ACTIONS TO TAKE:
1. Answer these questions about the passage on the study's theoretical reason, one line each:
(a) Which of the study's reasons is described as theoretical?
(b) What name is given to the proposed interpretive framework?
(c) What does the framework give researchers from various disciplinary backgrounds?
2. From the passage on the study's theoretical reason, reproduce word for word the part from "The fourth reason" to "and disciplinary perspectives.".

DOCUMENT PASSAGE:
----

The fourth reason for this study is theoretical. I wish to show how postcolonial theory can be harnessed analytically to study relations of power in the Triad. On the strength of this, I argue that an integrated postcolonial analytical framework combining several approaches will immensely benefit Africa/African Studies. I thus wish to contribute, theoretically, to the knowledge society. My contribution to the debate is the proposed new interdisciplinary interpretive framework that I have labeled the Integrated Postcolonial Framework (IPCF). I argue that this IPCF will make a difference for researchers from various disciplinary backgrounds by giving them a new framework for studying relations of power across space and time, thus enabling new research. It is a theory of Africa/African Studies that cuts across several fields and disciplinary perspectives.

----

DATA PROVIDED:

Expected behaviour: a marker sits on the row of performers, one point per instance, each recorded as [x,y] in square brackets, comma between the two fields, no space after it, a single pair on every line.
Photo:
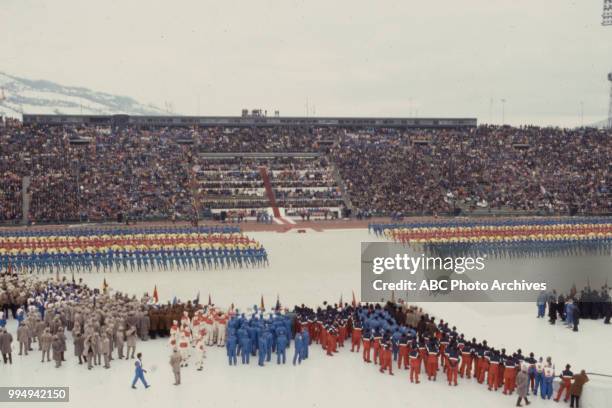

----

PER-TASK OUTPUTS:
1.
(a) The fourth reason.
(b) The Integrated Postcolonial Framework (IPCF).
(c) A new framework for studying relations of power across space and time.

2.
The fourth reason for this study is theoretical. I wish to show how postcolonial theory can be harnessed analytically to study relations of power in the Triad. On the strength of this, I argue that an integrated postcolonial analytical framework combining several approaches will immensely benefit Africa/African Studies. I thus wish to contribute, theoretically, to the knowledge society. My contribution to the debate is the proposed new interdisciplinary interpretive framework that I have labeled the Integrated Postcolonial Framework (IPCF). I argue that this IPCF will make a difference for researchers from various disciplinary backgrounds by giving them a new framework for studying relations of power across space and time, thus enabling new research. It is a theory of Africa/African Studies that cuts across several fields and disciplinary perspectives.